### Work instruction
Copy each line of the following material exactly.

### Extracted data
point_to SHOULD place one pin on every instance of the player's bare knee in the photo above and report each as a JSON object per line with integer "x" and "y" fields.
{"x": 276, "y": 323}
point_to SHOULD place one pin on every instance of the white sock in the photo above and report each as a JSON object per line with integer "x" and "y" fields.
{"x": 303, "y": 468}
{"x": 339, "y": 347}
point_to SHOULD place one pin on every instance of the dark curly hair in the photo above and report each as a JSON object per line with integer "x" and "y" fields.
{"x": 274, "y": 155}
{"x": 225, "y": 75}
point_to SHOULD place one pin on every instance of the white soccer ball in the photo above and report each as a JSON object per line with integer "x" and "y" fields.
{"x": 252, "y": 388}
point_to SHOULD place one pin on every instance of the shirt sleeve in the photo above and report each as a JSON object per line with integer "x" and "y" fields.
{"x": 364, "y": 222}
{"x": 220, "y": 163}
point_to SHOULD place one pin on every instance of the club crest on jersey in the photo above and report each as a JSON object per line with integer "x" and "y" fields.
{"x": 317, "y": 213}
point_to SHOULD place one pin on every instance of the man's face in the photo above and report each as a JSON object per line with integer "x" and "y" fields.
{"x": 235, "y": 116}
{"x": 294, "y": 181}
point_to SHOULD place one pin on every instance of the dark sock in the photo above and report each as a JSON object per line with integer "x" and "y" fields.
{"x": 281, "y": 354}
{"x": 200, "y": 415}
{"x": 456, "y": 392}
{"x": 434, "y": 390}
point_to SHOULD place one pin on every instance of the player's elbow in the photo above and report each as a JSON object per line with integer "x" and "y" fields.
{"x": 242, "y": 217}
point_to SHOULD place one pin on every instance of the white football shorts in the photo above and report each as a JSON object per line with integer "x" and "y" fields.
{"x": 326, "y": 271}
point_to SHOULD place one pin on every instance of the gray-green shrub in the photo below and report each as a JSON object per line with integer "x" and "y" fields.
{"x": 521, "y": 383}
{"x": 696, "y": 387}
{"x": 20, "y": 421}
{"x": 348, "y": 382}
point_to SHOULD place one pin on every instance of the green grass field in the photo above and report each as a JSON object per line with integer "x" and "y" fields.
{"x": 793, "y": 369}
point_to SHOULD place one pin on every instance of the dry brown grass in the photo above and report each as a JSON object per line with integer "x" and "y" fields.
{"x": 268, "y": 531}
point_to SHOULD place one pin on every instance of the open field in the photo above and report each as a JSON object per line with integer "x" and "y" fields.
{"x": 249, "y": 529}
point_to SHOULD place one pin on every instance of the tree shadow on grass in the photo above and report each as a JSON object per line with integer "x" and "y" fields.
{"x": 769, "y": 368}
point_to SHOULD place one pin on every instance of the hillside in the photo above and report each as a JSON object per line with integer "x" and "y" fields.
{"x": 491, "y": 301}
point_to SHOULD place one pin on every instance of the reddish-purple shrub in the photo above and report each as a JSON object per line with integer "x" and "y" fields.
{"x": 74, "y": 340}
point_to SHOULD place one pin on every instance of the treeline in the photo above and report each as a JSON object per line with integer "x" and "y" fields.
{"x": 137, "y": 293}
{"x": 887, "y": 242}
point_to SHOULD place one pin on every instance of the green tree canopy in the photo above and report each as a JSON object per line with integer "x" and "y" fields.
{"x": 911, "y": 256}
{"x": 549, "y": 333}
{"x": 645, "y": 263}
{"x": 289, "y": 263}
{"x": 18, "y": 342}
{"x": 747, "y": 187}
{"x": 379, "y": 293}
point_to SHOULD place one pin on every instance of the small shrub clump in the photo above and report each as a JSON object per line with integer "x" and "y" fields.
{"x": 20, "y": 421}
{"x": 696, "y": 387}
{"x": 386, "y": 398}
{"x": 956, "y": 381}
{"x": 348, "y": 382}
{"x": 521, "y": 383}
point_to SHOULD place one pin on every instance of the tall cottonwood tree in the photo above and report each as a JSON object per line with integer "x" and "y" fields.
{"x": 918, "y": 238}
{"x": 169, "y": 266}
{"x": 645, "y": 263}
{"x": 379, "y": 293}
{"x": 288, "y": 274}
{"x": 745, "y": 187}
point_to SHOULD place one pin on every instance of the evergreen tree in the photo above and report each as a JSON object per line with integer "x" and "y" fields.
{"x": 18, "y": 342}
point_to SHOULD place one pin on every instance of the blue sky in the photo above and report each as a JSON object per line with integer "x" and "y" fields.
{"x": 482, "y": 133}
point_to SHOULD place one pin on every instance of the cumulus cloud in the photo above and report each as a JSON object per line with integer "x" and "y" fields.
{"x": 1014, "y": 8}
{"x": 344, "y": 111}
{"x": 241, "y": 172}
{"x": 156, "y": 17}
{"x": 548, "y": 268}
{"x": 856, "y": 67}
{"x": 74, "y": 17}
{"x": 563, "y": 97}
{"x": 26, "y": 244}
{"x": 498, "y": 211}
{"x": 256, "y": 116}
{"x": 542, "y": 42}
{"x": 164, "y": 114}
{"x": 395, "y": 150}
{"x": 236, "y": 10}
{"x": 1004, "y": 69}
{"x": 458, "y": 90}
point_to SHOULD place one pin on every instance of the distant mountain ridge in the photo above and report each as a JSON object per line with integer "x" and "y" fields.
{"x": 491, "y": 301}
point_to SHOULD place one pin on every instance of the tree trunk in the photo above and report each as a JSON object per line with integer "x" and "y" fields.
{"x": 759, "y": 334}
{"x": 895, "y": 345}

### Completed task
point_to SHOULD place one pin on every instance of the player's bare knee in the photo above and report each as a JSON object per line with integer "x" and "y" fields.
{"x": 276, "y": 323}
point_to SHOULD place one pin on every instance of the white sock in the photo above and report each as a JSON object per line with integer "x" and "y" fields.
{"x": 303, "y": 468}
{"x": 339, "y": 347}
point_to SHOULD place one pin on every instance of the dark curly hair in the photo above and report each as a JSON object per line with integer "x" and "y" fields.
{"x": 274, "y": 155}
{"x": 225, "y": 75}
point_to SHOULD place one pin on every instance of the white soccer ball in the photo above and report each as a JSON object per line with integer "x" and "y" fields.
{"x": 252, "y": 388}
point_to SHOULD place one pin on every instance of the shirt sleeve in the photo above and report each as a JSON object per line with integer "x" and "y" fields.
{"x": 364, "y": 222}
{"x": 220, "y": 163}
point_to SHOULD place one pin on every instance of the club crest on jersey in the photo above and report each as a JSON object per line with integer "x" and "y" fields.
{"x": 317, "y": 213}
point_to SHOULD place one pin on every instance of the man's face in the photo above and report each as a JSON object per line with integer "x" and "y" fields.
{"x": 235, "y": 116}
{"x": 294, "y": 181}
point_to SHOULD place one pin on every instance of the dark sock in the photo above and report each as a JSON object per line with integer "x" and "y" fields.
{"x": 281, "y": 354}
{"x": 200, "y": 415}
{"x": 456, "y": 392}
{"x": 434, "y": 390}
point_to SHOULD place one pin on every instance of the player's elbow in the photo above and report each as a JSON object per line with integer "x" and "y" fields.
{"x": 242, "y": 217}
point_to SHOULD place one pin on every instance of the white football shorts in the photo above and report each as a JSON object per line with integer "x" and "y" fields.
{"x": 326, "y": 271}
point_to SHOULD place one pin on every instance of the gray-green shrub in the photo below and report each as a JSON object per line with integer "x" and "y" fields.
{"x": 521, "y": 383}
{"x": 696, "y": 387}
{"x": 20, "y": 421}
{"x": 348, "y": 382}
point_to SHOULD place one pin on every instance of the green grass field in the photo above and report each as a JSON object per line with integer "x" and "y" fields.
{"x": 793, "y": 369}
point_to SHOULD place one pin on every instance of the dry brown grass in the photo above and report each as a JSON object per line with integer "x" and "y" fields.
{"x": 268, "y": 531}
point_to SHOULD place one pin on every instance of the open field in the photo above and report each as a JSON object per line with integer "x" and "y" fields.
{"x": 249, "y": 529}
point_to SHOULD place one pin on every instance of the tree shadow on grass in the photo above and report each as a JSON object per line with integer "x" and "y" fields.
{"x": 769, "y": 368}
point_to SHOULD place one pin on every instance of the hillside in the photo above and report each as a JSON object per line with integer "x" and "y" fields.
{"x": 491, "y": 301}
point_to SHOULD place one pin on every instance of the reddish-purple shrub in the photo above and report each as a JSON object per line with integer "x" and "y" fields.
{"x": 74, "y": 340}
point_to SHOULD place one pin on every instance of the treeline in the photo above and report each as a JSON object per line with integer "x" and "y" fields.
{"x": 137, "y": 293}
{"x": 887, "y": 242}
point_to SHOULD place one pin on every instance of the green tree canopy in the photo above and report each as a JSON object per line with integer "x" and "y" fields.
{"x": 911, "y": 256}
{"x": 549, "y": 333}
{"x": 645, "y": 263}
{"x": 289, "y": 263}
{"x": 18, "y": 342}
{"x": 747, "y": 187}
{"x": 379, "y": 293}
point_to SHOULD place one pin on every instance of the small shrub clump in the photo above and report each as a JSON object per line with integer "x" and "y" fields.
{"x": 20, "y": 421}
{"x": 696, "y": 387}
{"x": 386, "y": 398}
{"x": 956, "y": 381}
{"x": 348, "y": 382}
{"x": 521, "y": 383}
point_to SHOULD place one pin on every instance of the tall cottonwood tree in the photo above and report each as a JSON object per line with integer "x" and "y" fields.
{"x": 918, "y": 238}
{"x": 169, "y": 266}
{"x": 645, "y": 263}
{"x": 379, "y": 293}
{"x": 288, "y": 274}
{"x": 745, "y": 187}
point_to SHOULD place one pin on every instance of the evergreen tree in the photo above and report each as a JSON object per line with integer "x" and "y" fields.
{"x": 18, "y": 342}
point_to SHOULD place one pin on every instance of the blue sky in the photo above and report each as a JSON object per line with integer "x" and "y" fields.
{"x": 482, "y": 133}
point_to SHOULD place one pin on every instance of the cumulus cloud in the photo above and report each as a JSON object per line with integer "x" and "y" fields.
{"x": 1014, "y": 8}
{"x": 344, "y": 111}
{"x": 241, "y": 172}
{"x": 156, "y": 17}
{"x": 548, "y": 268}
{"x": 856, "y": 67}
{"x": 74, "y": 17}
{"x": 563, "y": 97}
{"x": 26, "y": 244}
{"x": 498, "y": 211}
{"x": 256, "y": 116}
{"x": 542, "y": 42}
{"x": 164, "y": 114}
{"x": 395, "y": 150}
{"x": 236, "y": 10}
{"x": 1004, "y": 69}
{"x": 458, "y": 90}
point_to SHOULD place one pin on every instance of the distant mountain ridge in the photo above and report each as a JSON object per line with integer "x" and "y" fields.
{"x": 491, "y": 301}
point_to SHOULD place one pin on every instance of the tree trunk in the photo above and report each as a JSON object per line with integer "x" and "y" fields.
{"x": 759, "y": 334}
{"x": 895, "y": 345}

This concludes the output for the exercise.